## Selected extract

-- Opening Marker --

Donald George Johanos (February 10, 1928 – May 29, 2007) was a conductor and music director with the Dallas Symphony Orchestra and the Honolulu Symphony Orchestra. He was recognized for his support of contemporary classical music. He performed or conducted on at least 16 recordings.

==Early life and career==
Johanos was born in Cedar Rapids, Iowa, in 1928. He attended the Eastman School of Music, receiving an undergraduate degree in violin, a master's degree in music theory and a performer's certificate in conducting.

After his graduation from Eastman, Johanos played violin for five years in the Rochester Philharmonic Orchestra, where he received coaching in conducting from the music director, Erich Leinsdorf.
In 1958, Johanos won the International Conductors Competition run by the Netherlands Radio Union.

==Conductor and music director==
In 1962, Johanos became the music director and principal conductor with the Dallas Symphony Orchestra. During this period, he conducted the orchestra in several recordings of music by Copland, Ives, Rachmaninoff and other composers. However, he had problems with the musicians during his stint in Dallas, resulting in his departure in 1970.

-- Closing Marker --

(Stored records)
-- Opening Marker --

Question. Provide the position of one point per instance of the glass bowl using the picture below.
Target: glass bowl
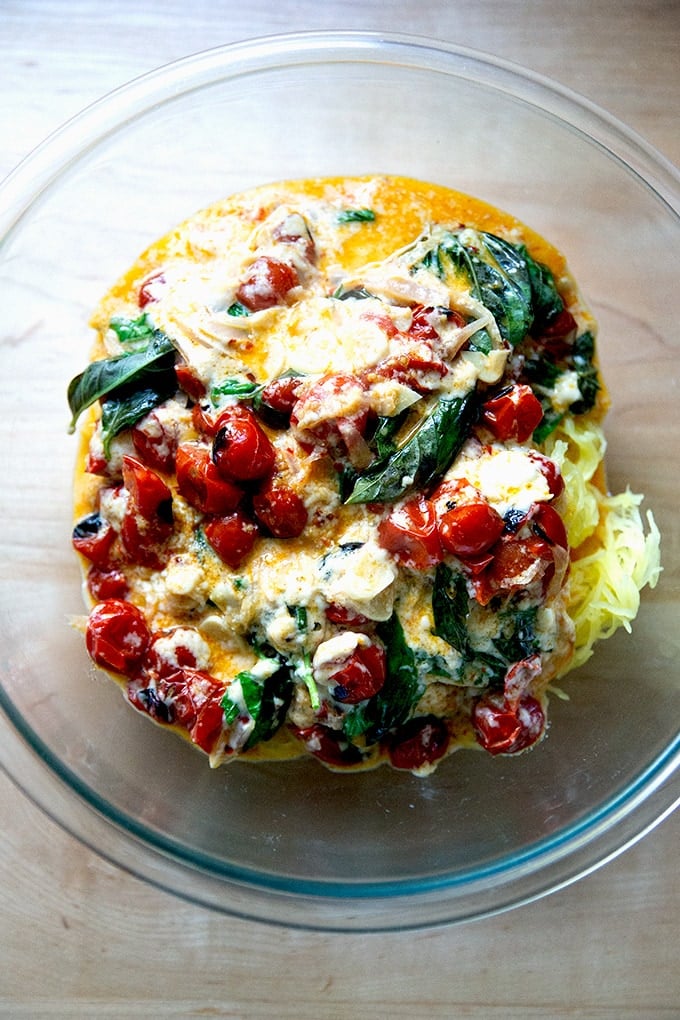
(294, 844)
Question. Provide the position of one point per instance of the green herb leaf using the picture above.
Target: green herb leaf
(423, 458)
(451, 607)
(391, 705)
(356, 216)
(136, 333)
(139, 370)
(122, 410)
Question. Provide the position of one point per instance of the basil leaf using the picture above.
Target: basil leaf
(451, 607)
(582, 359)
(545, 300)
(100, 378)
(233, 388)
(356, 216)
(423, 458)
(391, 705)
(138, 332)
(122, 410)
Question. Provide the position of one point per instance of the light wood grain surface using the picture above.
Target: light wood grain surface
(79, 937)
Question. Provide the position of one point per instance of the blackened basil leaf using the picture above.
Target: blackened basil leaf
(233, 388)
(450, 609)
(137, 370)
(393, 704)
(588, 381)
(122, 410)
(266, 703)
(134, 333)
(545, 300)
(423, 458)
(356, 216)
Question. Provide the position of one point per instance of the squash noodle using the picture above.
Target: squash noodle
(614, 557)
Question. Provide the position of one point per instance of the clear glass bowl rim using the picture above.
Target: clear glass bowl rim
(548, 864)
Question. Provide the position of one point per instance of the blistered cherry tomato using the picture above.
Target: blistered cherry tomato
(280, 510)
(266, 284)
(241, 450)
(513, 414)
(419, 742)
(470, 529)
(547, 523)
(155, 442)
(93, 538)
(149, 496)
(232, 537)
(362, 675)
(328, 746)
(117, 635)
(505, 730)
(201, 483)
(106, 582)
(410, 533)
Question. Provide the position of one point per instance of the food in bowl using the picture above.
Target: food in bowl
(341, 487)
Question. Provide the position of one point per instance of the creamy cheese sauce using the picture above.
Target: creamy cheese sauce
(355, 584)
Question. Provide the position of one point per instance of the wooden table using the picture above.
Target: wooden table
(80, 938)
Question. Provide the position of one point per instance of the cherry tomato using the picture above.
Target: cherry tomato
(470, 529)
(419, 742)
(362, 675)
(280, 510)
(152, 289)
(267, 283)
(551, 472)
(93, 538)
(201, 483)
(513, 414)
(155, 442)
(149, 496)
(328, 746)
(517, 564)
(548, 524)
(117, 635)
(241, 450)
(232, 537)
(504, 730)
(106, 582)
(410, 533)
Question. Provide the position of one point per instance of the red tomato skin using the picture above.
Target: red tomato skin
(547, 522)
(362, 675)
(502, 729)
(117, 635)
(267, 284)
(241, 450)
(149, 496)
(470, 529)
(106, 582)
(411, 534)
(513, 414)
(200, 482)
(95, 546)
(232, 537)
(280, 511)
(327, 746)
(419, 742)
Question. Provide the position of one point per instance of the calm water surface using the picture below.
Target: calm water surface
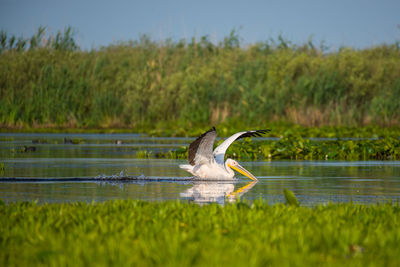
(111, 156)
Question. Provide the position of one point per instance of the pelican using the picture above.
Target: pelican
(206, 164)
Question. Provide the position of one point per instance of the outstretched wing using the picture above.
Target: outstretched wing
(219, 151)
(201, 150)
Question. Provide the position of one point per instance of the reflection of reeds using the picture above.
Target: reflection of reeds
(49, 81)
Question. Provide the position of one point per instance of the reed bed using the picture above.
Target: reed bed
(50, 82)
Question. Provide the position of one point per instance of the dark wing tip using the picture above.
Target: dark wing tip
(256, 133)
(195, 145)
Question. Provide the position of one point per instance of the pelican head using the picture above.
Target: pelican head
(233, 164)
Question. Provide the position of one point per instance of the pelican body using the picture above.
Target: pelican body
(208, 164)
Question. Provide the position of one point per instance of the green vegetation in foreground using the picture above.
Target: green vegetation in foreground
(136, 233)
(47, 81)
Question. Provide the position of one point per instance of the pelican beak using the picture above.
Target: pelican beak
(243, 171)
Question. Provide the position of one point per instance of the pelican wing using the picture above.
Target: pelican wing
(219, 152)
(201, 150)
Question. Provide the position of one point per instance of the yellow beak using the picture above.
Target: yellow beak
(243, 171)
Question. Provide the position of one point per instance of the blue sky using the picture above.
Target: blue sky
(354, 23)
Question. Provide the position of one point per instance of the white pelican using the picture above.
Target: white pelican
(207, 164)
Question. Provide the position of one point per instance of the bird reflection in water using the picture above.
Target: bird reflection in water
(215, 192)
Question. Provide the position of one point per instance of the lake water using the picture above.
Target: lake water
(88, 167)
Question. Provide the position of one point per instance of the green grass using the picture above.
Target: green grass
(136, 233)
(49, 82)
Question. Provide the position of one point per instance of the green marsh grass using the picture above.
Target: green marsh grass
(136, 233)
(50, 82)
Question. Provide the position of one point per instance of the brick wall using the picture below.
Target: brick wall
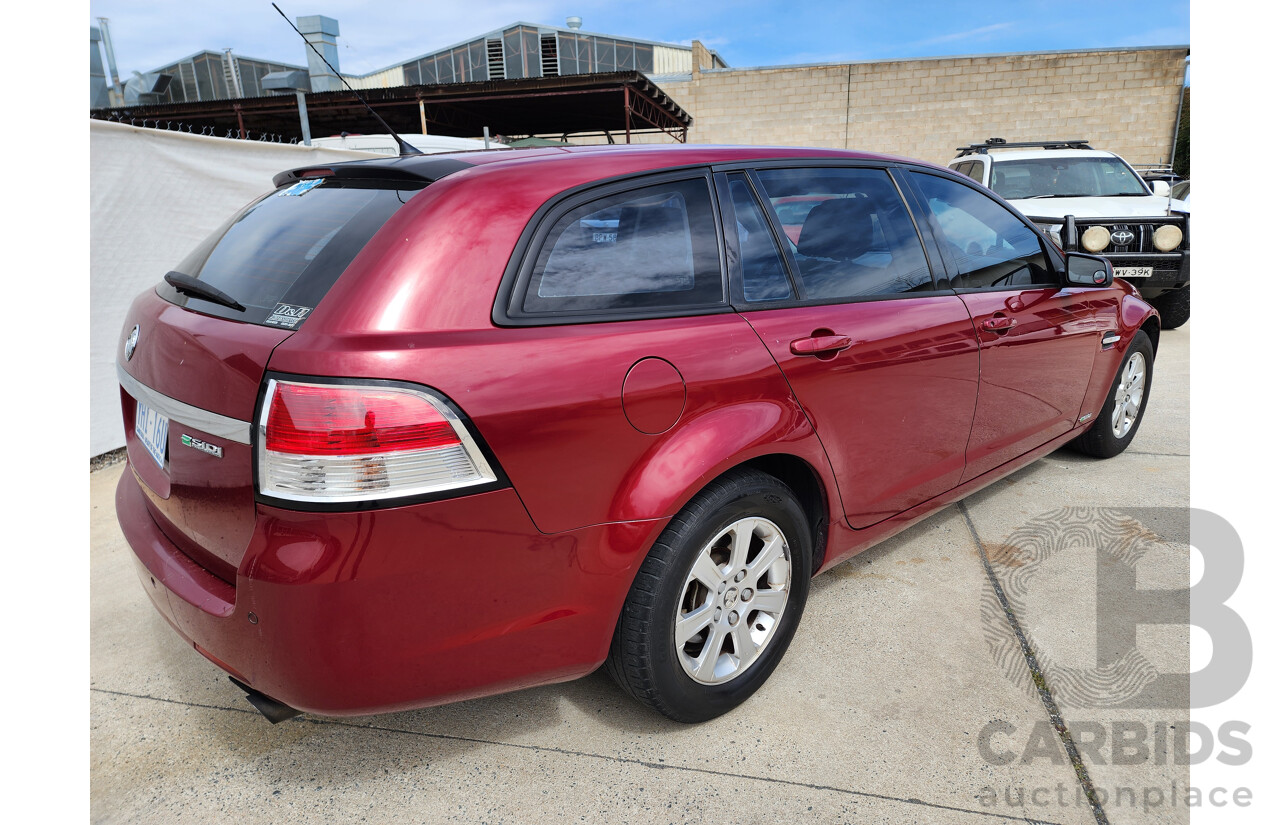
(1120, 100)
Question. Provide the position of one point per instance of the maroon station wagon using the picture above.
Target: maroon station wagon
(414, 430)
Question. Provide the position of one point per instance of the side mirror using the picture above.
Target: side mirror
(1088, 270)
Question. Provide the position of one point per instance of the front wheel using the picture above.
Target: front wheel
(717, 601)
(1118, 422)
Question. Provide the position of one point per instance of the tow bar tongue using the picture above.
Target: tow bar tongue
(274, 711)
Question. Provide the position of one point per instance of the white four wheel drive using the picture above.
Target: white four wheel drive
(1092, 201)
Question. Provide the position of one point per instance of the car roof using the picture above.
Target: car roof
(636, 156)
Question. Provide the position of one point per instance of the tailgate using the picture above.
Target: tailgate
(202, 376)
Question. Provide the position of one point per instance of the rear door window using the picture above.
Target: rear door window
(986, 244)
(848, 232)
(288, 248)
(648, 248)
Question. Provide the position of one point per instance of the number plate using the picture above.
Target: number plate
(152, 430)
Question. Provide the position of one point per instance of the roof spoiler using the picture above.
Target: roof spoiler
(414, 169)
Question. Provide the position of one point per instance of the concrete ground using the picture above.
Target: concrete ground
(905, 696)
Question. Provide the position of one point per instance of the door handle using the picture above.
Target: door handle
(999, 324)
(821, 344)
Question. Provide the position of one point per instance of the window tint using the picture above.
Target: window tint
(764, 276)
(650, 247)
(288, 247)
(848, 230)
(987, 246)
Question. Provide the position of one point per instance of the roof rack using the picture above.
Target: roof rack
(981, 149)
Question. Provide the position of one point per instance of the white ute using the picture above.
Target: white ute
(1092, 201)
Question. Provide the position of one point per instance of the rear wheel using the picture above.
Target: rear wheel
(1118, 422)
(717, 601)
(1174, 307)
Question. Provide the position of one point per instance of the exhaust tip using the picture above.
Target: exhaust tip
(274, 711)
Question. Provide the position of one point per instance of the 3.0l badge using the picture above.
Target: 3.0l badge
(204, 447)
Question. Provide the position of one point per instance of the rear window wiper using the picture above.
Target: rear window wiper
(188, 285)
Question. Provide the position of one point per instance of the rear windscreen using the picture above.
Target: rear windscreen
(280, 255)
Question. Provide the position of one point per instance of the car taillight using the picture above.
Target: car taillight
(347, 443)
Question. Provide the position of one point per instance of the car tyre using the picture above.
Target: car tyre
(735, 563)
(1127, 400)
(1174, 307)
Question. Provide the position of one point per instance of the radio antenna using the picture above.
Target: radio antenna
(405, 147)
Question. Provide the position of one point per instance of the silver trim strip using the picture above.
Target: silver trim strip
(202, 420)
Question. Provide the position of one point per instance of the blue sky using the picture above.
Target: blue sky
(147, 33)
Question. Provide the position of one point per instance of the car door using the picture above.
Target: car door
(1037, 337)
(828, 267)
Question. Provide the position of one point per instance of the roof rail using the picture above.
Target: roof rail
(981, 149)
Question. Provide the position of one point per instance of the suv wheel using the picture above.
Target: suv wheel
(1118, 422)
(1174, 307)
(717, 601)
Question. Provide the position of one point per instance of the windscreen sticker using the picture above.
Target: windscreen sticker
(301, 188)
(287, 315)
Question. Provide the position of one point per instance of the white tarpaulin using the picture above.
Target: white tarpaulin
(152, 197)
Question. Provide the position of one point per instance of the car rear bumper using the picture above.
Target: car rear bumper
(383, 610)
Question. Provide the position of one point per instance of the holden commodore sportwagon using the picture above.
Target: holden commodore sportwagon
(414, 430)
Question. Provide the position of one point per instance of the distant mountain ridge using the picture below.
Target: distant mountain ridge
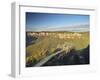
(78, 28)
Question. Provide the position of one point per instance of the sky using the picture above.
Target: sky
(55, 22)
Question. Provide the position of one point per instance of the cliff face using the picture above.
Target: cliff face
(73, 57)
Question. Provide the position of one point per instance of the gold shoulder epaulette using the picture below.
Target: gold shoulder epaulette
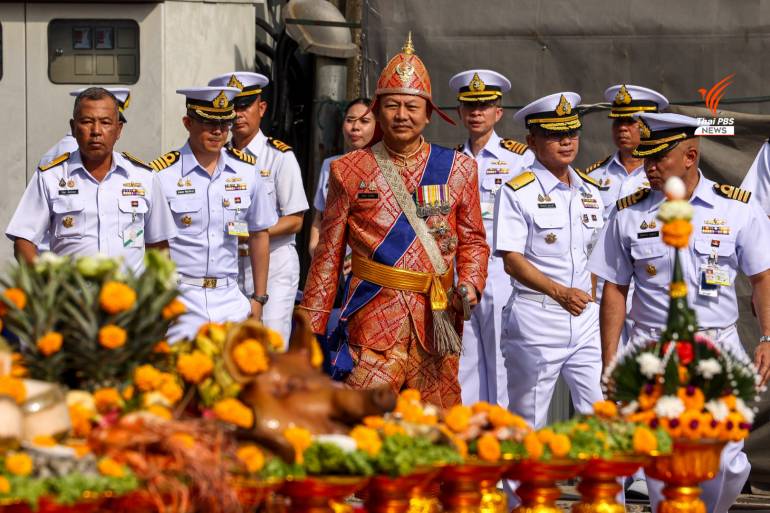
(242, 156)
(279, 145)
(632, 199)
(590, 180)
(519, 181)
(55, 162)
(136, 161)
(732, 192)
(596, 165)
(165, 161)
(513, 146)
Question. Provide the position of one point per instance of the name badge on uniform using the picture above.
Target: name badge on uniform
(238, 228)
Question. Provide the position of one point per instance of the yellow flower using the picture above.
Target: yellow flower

-- Closing Marker --

## To do
Can you write out the part of the Donald Johanos biography that begins with the words "Donald George Johanos" and stops after the words "director, Erich Leinsdorf.", copied exactly?

## Answer section
Donald George Johanos (February 10, 1928 – May 29, 2007) was a conductor and music director with the Dallas Symphony Orchestra and the Honolulu Symphony Orchestra. He was recognized for his support of contemporary classical music. He performed or conducted on at least 16 recordings.

==Early life and career==
Johanos was born in Cedar Rapids, Iowa, in 1928. He attended the Eastman School of Music, receiving an undergraduate degree in violin, a master's degree in music theory and a performer's certificate in conducting.

After his graduation from Eastman, Johanos played violin for five years in the Rochester Philharmonic Orchestra, where he received coaching in conducting from the music director, Erich Leinsdorf.